TEXT EXTRACT:

-- begin --

The Week in Blog: Criticizing Your Own Team
Recorded: October 2  Posted: October 4
TwinSwords wrote on 10/04/2008 at 05:24 PM
Re: The Week in Blog: Criticizing Your Own Team
Good to see Armando back.
LOL: According to CNN, that wackjob Sarah Palin is on the campaign trail today accusing Obama of "paling around with terrorists."
Update: Wow. Armando's audio recording levels are set waaaay too high. Difficult to listen to.
Gravy wrote on 10/04/2008 at 05:33 PM
Re: The Week in Blog: Criticizing Your Own Team
Armando please focus. The problem is that way, way, way too many homeowners that are getting foreclosed never intended on paying off their loans. Just go ask them a simple question: describe you plan to meet your contracted debt repayment obligations. You will get a lot of nervous giggles and shifting feet, but you won't hear very many coherent answers. And the problem has expanded to where you have many mortgage holders who can make their payments and are now current aredeciding to walkaway from the debt. It is not irrational in places that prices are down 30% or more and the borrower's equity was next to nothing. Not irrational, but immoral. Armando, I'll sign up to help homeowners who had a sudden illness, or some other truly unforeseeable setback. The problem is that that population is too small alter the credit situation in aggregate. Drive around Southern California and ask foreclosed homeowners and their plans were depressingly similar: the teaser loan period will coincide with 20% value appreciation and then I will either re-finance or sell. Stripped of sentiment, this was speculation, just as much as any home flipper that ever installed
AemJeff wrote on 10/04/2008 at 06:29 PM
Re: The Week in Blog: Criticizing Your Own Team
Quoting Gravy: Armando please focus. The problem is that way, way, way too many homeowners that are getting foreclosed never intended on paying off their loans. Just go ask them a simple question: describe you plan to meet your contracted debt repayment obligations. You will get a lot of nervous giggles and shifting feet, but you won't hear very many coherent answers. And the problem has expanded to where you have many mortgage holders who can make their payments and are now current aredeciding to walkaway from the debt. It is not irrational in places that prices are down 30% or more and the borrower's equity was next to nothing. Not irrational, but immoral. Armando, I'll sign up to help homeowners who had a sudden illness, or some other truly unforeseeable setback. The problem is that that population is too small alter the credit situation in aggregate. Drive around Southern California and ask foreclosed homeowners and their plans were depressingly similar: the teaser loan period will coincide with 20% value appreciation and then I will either re-finance or sell. Stripped of sentiment, this was speculation, just as much as any home flipper that ever installed
Ocean wrote on 10/04/2008 at 07:08 PM
Re: The Week in Blog: Criticizing Your Own Team
Quoting AemJeff: The idea that consumers are the primary culprits is pernicious nonsense. I agree with your post in assigning primary responsibility to the lenders and intermediaries who flagrantly deceived their customers. Whatever modest regulations were in place were ignored by these crooks.

-- end --

EXERCISE INSTRUCTIONS: In the comment thread, what problem with Armando does TwinSwords point out in an update?

RECORDS:
-- begin --

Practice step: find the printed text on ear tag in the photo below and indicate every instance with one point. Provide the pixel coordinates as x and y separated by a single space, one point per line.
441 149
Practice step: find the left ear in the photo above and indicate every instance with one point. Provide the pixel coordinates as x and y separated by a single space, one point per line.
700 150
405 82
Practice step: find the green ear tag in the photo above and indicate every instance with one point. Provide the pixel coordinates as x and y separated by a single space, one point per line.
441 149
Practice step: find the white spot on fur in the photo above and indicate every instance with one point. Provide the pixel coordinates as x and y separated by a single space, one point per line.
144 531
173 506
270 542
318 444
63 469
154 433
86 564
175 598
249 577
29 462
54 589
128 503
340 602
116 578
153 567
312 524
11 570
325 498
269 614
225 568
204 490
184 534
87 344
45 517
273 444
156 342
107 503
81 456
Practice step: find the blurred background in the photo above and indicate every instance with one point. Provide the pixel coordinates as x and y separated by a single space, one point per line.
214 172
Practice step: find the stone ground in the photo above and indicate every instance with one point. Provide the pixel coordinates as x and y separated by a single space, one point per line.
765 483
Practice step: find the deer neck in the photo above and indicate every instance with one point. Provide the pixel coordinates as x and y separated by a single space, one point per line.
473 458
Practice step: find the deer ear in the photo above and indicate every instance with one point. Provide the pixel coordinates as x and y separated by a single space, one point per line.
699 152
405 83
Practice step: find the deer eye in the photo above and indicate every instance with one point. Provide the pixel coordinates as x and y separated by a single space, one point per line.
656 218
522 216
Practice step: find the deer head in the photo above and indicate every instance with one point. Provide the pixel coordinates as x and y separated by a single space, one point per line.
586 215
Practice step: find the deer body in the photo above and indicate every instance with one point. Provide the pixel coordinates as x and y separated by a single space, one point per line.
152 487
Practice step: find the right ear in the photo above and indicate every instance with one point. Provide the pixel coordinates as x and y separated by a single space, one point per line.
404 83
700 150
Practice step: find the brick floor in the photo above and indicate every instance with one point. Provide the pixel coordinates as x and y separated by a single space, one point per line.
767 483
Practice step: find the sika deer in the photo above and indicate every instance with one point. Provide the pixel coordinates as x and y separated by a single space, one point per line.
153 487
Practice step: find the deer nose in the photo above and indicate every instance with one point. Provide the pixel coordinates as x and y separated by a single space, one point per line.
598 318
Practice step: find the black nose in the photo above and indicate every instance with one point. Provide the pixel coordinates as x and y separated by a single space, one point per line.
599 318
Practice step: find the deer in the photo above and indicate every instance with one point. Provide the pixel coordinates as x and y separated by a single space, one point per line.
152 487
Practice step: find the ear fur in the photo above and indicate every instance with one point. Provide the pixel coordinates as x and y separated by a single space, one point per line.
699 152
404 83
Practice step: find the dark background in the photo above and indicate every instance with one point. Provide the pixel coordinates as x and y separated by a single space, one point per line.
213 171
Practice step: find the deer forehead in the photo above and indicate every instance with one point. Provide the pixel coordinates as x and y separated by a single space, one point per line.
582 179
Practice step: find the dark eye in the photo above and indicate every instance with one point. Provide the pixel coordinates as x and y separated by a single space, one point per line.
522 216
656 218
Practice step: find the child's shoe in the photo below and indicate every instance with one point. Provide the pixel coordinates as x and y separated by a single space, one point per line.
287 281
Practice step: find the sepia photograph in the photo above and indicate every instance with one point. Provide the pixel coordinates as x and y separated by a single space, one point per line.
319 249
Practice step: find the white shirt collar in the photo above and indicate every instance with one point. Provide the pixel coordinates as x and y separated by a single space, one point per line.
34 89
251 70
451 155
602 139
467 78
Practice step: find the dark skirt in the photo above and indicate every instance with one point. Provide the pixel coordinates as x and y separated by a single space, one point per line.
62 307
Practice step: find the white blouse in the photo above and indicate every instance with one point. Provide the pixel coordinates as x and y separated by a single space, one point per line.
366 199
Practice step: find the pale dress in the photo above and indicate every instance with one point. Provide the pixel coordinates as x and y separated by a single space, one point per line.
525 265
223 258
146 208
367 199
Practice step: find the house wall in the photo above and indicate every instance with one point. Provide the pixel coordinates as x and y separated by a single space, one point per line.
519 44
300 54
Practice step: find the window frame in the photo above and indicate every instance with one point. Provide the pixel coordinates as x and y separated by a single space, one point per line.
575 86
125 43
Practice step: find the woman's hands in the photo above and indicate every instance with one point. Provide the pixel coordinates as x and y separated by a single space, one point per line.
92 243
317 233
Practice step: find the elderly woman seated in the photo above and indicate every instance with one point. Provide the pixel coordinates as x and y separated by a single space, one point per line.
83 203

-- end --

RESPONSE: His audio recording levels are set far too high, which makes him difficult to listen to.